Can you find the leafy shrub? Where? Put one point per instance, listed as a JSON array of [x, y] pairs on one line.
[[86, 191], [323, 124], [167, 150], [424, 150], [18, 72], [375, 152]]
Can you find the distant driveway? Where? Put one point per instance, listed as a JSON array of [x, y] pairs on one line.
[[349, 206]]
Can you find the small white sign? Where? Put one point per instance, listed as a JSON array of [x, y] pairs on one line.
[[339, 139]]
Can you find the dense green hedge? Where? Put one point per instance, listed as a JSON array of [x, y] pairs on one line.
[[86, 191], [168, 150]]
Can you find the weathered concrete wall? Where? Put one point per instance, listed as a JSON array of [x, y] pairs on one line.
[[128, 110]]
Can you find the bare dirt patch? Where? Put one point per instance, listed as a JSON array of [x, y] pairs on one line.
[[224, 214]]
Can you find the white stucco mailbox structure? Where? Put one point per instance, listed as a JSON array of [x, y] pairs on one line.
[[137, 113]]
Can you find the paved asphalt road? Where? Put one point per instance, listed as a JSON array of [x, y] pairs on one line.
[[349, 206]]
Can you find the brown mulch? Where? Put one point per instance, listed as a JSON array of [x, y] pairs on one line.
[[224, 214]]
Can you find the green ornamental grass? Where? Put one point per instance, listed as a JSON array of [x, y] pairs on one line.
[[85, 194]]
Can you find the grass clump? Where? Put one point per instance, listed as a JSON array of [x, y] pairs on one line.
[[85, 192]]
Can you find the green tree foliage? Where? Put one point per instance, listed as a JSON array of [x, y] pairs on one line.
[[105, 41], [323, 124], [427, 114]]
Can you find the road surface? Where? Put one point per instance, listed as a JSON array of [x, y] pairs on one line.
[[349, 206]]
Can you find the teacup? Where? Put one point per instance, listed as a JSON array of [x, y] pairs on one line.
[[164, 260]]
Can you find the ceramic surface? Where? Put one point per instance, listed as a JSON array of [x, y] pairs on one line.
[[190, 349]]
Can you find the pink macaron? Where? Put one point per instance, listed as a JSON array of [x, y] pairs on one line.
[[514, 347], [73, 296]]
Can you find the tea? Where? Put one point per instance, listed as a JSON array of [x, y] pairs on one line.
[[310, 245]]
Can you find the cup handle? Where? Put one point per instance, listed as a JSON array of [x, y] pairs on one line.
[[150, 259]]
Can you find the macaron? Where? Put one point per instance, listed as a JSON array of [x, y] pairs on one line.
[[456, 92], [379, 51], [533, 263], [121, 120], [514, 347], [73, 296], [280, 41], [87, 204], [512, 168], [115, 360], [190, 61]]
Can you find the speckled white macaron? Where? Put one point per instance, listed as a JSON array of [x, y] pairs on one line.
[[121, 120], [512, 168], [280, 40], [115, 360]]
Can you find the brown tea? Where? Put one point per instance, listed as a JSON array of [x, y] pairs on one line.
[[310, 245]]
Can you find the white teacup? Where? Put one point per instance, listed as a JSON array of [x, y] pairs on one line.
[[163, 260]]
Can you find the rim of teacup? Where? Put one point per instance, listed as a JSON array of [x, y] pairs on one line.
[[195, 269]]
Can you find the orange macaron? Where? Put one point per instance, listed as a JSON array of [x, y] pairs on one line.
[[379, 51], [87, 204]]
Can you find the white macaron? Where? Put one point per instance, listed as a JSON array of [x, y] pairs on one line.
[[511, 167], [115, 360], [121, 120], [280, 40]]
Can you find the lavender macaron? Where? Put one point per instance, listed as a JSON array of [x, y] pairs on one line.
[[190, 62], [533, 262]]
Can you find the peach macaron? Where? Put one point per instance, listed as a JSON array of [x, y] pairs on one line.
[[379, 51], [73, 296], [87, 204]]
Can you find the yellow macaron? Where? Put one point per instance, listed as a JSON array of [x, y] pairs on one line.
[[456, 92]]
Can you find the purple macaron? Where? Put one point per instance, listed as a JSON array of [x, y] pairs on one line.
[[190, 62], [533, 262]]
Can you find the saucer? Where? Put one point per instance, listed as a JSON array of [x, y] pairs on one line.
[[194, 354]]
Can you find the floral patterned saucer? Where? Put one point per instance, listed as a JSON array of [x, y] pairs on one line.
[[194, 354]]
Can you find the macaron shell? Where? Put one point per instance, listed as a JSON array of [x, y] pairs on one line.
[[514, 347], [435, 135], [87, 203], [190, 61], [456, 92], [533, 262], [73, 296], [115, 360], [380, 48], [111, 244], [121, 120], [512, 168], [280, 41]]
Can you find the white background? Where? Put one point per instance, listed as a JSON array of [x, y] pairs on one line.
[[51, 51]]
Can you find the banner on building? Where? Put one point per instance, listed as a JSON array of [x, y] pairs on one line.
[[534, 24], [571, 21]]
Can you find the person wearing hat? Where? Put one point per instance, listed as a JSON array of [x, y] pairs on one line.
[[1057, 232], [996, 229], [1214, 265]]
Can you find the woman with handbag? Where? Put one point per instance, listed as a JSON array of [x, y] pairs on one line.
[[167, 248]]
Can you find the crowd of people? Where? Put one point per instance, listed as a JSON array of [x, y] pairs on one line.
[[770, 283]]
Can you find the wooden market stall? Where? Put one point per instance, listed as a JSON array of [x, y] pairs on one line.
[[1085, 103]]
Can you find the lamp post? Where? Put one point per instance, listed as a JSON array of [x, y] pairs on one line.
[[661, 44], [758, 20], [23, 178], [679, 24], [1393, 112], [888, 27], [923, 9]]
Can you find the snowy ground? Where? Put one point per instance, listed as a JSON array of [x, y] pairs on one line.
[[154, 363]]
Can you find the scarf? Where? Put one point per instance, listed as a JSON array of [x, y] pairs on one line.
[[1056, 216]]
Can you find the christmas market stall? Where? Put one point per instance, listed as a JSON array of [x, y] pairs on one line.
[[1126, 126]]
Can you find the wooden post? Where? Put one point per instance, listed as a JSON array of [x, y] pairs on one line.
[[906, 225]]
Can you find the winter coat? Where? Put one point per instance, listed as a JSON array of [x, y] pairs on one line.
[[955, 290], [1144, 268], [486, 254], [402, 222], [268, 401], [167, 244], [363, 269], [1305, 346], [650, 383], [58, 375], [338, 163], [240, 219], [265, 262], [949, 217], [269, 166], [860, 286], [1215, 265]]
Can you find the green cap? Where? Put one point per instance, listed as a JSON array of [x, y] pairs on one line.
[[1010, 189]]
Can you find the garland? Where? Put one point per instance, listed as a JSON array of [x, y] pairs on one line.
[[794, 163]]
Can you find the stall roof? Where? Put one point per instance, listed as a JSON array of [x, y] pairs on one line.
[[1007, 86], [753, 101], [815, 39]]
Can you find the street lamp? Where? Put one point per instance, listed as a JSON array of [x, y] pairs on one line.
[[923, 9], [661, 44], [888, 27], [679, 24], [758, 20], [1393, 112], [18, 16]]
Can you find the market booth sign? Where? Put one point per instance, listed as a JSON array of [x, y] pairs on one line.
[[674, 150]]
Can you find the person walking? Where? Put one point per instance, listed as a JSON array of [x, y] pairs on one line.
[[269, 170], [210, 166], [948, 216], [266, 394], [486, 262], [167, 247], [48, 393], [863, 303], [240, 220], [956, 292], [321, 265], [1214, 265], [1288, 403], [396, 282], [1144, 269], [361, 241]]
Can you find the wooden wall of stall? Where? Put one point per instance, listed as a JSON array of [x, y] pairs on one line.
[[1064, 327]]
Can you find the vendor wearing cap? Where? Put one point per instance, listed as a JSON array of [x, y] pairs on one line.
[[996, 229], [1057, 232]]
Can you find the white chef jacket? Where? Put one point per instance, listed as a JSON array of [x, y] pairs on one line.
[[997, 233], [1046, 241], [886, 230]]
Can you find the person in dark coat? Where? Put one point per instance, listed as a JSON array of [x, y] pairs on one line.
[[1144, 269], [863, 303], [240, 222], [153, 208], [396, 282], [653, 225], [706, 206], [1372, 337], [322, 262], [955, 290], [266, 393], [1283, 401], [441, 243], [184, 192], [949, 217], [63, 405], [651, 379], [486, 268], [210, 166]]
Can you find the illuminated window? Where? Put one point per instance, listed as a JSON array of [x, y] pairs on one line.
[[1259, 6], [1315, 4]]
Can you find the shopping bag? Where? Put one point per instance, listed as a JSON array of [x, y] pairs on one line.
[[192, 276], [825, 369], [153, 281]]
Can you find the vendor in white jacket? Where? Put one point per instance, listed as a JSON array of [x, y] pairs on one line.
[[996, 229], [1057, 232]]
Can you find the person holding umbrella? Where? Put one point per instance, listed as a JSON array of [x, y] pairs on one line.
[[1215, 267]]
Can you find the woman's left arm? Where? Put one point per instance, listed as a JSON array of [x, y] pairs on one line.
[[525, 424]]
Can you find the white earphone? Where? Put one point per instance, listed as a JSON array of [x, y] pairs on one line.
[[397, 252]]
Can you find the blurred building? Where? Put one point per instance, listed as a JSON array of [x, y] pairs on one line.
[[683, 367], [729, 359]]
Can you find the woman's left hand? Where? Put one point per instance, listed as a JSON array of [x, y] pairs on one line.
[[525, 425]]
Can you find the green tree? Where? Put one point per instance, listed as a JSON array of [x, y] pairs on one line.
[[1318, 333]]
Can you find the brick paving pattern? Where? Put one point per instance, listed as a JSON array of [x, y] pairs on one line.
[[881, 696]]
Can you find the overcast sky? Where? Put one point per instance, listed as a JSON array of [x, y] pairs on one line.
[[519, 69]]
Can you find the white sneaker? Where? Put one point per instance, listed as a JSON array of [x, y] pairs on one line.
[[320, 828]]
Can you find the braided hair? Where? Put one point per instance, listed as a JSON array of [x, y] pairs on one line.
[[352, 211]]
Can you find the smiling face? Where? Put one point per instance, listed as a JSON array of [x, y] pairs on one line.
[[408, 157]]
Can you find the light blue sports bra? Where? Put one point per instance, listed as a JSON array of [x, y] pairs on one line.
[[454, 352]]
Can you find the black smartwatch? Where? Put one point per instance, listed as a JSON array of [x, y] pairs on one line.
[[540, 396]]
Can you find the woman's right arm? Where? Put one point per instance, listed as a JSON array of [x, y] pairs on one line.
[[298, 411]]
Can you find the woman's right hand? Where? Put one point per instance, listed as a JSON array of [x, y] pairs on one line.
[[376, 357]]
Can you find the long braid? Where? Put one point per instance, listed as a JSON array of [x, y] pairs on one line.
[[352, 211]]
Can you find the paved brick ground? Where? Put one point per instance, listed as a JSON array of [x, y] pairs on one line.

···

Brief
Print the lines again word for word, beginning with the line that contains "Can you find the illuminated" and ending after the line that contains "[[1215, 267]]".

Complete answer
Can you find the illuminated window? Where? Put one point per instance, listed as a JSON array of [x, y] pairs on one line.
[[1259, 6], [1315, 4]]
Can you find the shopping bag? Where? Put one point per instance, listed as a JSON array of [x, y] pairs on one line.
[[192, 276], [825, 369], [153, 281]]
Can you find the vendor in white jacket? Where? Put one point per instance, listed as a JSON array of [x, y] pairs on one line.
[[996, 229], [1057, 232]]
Can you find the person holding umbrella? Where? Put one point per instance, listed as a JSON array of [x, y] pairs on one line.
[[1215, 267]]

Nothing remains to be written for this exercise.